Could the lines from the one with "Find the cockpit" through the end of the listing be restated exactly, with nothing else included?

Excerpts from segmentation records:
◇ ◇ ◇ ◇
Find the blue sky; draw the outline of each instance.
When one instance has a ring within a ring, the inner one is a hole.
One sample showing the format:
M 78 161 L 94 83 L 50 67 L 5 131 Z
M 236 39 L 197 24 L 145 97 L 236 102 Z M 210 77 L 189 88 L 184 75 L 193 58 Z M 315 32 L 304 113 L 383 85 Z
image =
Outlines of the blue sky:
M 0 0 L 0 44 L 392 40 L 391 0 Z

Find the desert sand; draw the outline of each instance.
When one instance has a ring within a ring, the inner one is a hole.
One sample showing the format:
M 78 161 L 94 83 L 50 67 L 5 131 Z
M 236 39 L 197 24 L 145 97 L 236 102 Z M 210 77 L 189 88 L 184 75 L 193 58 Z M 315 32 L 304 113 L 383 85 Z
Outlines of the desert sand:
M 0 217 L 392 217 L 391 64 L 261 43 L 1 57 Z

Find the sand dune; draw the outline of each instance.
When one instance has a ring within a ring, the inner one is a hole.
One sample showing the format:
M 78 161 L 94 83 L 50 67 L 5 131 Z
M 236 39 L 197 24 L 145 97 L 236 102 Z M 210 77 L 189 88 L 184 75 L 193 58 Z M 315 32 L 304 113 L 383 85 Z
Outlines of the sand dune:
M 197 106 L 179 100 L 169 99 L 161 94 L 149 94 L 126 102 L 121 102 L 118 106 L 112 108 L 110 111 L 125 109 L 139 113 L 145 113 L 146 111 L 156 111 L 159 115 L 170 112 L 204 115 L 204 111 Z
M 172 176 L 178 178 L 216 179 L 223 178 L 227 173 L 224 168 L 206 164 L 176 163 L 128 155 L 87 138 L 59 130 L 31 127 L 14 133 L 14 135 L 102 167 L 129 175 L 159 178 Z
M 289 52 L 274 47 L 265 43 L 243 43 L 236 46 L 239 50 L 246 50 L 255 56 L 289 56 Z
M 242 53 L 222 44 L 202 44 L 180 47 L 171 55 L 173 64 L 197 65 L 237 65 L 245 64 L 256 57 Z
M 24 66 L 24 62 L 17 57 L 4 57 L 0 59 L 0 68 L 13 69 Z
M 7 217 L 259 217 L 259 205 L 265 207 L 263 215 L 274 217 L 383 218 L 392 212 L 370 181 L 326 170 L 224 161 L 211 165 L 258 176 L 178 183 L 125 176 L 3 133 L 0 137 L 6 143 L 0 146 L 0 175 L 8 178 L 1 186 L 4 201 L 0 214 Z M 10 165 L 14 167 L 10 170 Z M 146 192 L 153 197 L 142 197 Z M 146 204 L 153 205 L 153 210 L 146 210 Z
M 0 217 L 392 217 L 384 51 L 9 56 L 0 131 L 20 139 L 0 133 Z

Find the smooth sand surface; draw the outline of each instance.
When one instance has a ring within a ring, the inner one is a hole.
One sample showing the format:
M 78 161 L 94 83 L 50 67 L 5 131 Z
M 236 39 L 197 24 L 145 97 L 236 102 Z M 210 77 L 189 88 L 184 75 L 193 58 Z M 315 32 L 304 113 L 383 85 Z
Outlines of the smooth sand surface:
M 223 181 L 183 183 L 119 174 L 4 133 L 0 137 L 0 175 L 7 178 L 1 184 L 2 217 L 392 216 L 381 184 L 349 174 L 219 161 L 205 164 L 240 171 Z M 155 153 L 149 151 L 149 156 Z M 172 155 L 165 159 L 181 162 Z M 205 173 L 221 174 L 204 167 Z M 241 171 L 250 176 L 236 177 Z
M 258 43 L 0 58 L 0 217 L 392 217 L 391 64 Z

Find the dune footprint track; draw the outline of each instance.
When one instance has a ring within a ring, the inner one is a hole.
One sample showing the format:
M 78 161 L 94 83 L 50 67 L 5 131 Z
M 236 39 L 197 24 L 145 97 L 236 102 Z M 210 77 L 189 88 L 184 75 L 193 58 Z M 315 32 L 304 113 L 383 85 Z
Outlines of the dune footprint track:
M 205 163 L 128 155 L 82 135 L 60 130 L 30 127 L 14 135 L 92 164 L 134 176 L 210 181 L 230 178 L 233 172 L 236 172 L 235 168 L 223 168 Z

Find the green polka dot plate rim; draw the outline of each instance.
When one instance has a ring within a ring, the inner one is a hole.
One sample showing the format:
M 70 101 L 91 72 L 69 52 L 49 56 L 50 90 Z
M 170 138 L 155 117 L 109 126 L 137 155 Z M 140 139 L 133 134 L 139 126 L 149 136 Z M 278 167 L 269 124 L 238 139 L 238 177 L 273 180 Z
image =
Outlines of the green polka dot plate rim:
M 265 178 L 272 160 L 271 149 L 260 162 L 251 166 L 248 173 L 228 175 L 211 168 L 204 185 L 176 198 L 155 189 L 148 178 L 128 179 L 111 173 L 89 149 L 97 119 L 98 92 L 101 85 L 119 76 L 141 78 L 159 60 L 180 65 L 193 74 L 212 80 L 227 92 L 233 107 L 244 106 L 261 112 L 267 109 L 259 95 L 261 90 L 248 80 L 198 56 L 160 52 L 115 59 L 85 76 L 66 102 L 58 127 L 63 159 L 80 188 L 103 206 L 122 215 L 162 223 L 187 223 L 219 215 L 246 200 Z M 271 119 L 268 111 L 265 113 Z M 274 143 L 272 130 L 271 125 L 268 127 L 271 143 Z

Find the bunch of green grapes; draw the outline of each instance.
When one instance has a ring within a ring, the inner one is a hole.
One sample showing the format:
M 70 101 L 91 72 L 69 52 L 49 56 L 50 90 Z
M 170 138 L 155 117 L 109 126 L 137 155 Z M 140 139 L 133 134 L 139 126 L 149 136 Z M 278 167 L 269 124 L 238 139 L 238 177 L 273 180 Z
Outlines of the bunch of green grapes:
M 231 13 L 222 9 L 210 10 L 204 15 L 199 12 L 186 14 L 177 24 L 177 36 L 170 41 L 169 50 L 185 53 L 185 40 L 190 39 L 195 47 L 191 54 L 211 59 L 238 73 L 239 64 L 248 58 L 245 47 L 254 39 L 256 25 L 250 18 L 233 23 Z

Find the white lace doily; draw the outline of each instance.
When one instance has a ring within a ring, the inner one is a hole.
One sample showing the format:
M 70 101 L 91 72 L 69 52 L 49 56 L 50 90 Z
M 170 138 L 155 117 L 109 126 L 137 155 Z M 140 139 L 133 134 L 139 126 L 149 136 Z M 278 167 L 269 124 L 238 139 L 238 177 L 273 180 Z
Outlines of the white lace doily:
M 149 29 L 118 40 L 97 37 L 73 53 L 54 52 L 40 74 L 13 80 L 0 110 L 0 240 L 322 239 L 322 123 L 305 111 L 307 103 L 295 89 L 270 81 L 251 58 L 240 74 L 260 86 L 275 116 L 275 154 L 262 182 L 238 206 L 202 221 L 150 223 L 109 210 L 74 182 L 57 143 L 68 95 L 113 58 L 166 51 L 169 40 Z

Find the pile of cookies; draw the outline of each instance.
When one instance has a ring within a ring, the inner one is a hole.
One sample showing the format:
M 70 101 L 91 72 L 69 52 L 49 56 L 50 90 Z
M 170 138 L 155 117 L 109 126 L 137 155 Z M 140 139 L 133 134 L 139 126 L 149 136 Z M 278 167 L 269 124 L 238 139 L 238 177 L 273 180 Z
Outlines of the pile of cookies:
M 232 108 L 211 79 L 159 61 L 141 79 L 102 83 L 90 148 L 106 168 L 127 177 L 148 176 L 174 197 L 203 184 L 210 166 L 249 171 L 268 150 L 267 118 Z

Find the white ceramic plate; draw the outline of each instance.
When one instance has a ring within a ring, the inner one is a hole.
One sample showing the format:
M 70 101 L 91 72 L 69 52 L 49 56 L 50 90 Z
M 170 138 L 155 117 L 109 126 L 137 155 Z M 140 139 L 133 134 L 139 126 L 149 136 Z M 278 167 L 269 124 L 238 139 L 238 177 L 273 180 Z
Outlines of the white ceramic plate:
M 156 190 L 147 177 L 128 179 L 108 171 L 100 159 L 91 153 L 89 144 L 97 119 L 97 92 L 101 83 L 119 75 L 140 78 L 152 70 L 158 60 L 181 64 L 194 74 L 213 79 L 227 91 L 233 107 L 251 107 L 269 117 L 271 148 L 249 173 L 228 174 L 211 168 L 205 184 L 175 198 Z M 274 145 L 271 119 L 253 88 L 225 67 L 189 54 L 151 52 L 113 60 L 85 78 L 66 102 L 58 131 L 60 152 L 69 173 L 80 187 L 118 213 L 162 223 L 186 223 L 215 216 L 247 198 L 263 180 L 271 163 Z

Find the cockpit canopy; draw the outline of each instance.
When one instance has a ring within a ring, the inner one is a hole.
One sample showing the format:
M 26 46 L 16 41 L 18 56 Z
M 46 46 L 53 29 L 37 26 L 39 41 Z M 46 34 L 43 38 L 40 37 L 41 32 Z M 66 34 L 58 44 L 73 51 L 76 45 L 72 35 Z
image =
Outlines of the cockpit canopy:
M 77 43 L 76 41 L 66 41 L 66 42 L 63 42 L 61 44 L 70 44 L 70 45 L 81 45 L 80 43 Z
◇ ◇ ◇ ◇
EXERCISE ANSWER:
Find the cockpit canopy; draw the outline of each instance.
When one instance has a ring within a ring, the inner one is a hole.
One sample showing the format:
M 26 46 L 16 41 L 18 56 Z
M 46 46 L 53 29 L 37 26 L 39 41 Z M 46 34 L 43 38 L 40 37 L 41 32 Z M 66 34 L 58 44 L 73 51 L 76 45 L 72 35 Z
image =
Outlines of the cockpit canopy:
M 77 43 L 76 41 L 66 41 L 66 42 L 63 42 L 61 44 L 70 44 L 70 45 L 81 45 L 80 43 Z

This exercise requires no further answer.